══ Data extract

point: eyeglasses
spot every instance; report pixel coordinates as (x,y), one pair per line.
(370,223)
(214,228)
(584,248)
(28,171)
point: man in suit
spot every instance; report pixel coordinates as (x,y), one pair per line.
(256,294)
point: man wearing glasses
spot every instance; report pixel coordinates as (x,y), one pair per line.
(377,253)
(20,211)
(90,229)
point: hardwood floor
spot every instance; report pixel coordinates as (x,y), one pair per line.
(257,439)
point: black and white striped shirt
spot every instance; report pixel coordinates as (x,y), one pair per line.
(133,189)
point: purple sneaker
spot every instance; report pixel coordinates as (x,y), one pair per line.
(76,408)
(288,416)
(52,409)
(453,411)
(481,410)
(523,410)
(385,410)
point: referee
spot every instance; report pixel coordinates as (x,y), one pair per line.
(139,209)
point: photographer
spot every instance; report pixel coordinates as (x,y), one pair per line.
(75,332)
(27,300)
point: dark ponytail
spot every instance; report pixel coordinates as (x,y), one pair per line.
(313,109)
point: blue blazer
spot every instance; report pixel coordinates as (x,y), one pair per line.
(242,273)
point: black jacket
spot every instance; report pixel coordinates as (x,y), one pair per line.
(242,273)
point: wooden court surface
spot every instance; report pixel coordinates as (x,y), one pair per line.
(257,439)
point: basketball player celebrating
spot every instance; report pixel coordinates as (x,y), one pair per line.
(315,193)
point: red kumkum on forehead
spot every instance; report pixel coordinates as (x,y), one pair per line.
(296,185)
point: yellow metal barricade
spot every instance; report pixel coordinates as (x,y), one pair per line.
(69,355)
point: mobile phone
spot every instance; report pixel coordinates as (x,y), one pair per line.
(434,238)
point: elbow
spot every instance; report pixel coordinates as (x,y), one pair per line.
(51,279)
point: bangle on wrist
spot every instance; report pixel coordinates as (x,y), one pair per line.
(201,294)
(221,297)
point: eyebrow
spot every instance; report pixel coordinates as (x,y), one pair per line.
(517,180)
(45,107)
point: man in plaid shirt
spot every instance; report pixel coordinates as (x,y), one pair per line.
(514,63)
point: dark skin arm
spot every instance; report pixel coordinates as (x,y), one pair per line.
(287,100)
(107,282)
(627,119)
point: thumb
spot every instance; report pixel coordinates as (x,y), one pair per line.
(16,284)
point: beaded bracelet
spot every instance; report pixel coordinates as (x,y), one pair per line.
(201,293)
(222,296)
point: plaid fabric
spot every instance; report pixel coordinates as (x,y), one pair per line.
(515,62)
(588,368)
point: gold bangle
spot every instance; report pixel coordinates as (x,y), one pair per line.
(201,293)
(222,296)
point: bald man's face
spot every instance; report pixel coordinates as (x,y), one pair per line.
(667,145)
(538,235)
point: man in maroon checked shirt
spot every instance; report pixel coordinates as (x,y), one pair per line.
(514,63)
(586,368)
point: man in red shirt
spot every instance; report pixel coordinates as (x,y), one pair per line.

════

**Task goal**
Extract every entry in the listing word for word.

**Response for this exercise**
point: eyeglasses
spot every instance; report pixel coordinates as (x,y), one pair per line.
(370,223)
(214,228)
(584,248)
(28,171)
point: man in suit
spot every instance; report pixel coordinates as (x,y), one pair per line.
(256,294)
point: man wearing glasses
spot every instance; report pixel coordinates as (x,y), one pair per line.
(377,253)
(20,211)
(90,229)
point: hardwood floor
spot every instance; report pixel coordinates as (x,y), one pair per line.
(257,439)
point: black and white striped shirt
spot every instance; report pixel coordinates as (x,y), one pair per line.
(133,189)
point: purple sneaker
spot every instance; report pixel coordinates as (x,y), one pair per line.
(76,408)
(288,416)
(52,409)
(453,411)
(481,410)
(523,410)
(385,410)
point: referee
spot every instance; report pixel coordinates as (x,y), one pair per line.
(139,209)
point: photographer
spot every instance; report pixel coordinates as (x,y), one pair per line.
(75,332)
(27,300)
point: dark ponytail
spot every instance; report pixel coordinates as (x,y), one pair per line.
(313,109)
point: blue blazer
spot every instance; report pixel coordinates as (x,y), one pair per line.
(242,273)
point: black jacket
spot every instance; report pixel coordinates as (x,y), one pair per line.
(242,273)
point: wooden court surface
spot every instance; report pixel coordinates as (x,y), one pair per line.
(257,439)
point: basketball player celebrating
spot every instance; report pixel coordinates as (x,y), one pair per line.
(315,193)
point: red kumkum on forehead
spot every instance; report pixel coordinates as (x,y), one pair per line.
(296,185)
point: yellow metal barricade
spot every instance; report pixel coordinates as (x,y), one pair per line.
(69,355)
point: mobile phone
spot every instance; report pixel coordinates as (x,y), one pair per line.
(434,238)
point: elbow
spot every instance; report pixel coordinates as (x,y), one pair per line.
(51,279)
point: bangle on wrist
spot every instance; report pixel coordinates as (x,y), one pair per line.
(201,294)
(221,297)
point: eyebrow
spot every instance; report pixel coordinates as (x,y), one pair per line.
(517,180)
(45,107)
point: man in plaid shirt
spot every instance; report pixel coordinates as (x,y), one pair per line.
(514,63)
point: dark skin arm
spot every instance; report pixel coordinates as (x,y), one pair per line.
(287,100)
(107,282)
(627,119)
point: thumb
spot every instance; report pixel coordinates as (x,y), one pair per line.
(16,284)
point: beaded bracelet
spot every instance; report pixel coordinates as (x,y), one pair per line.
(201,293)
(222,296)
point: plaid fabric
spot every instance; report pixel coordinates as (x,y), one pair per line.
(515,62)
(588,368)
point: gold bangle
spot every instance; report pixel coordinates as (x,y), one pair per line.
(201,293)
(222,296)
point: bald man's face
spot every instance; report pixel coordinates as (x,y), one pair per line.
(667,145)
(538,235)
point: man in maroon checked shirt
spot every instance; report pixel coordinates as (x,y), one pair per line.
(514,63)
(586,368)
point: man in red shirt
spot every instance; report pixel coordinates as (x,y), one pair per line.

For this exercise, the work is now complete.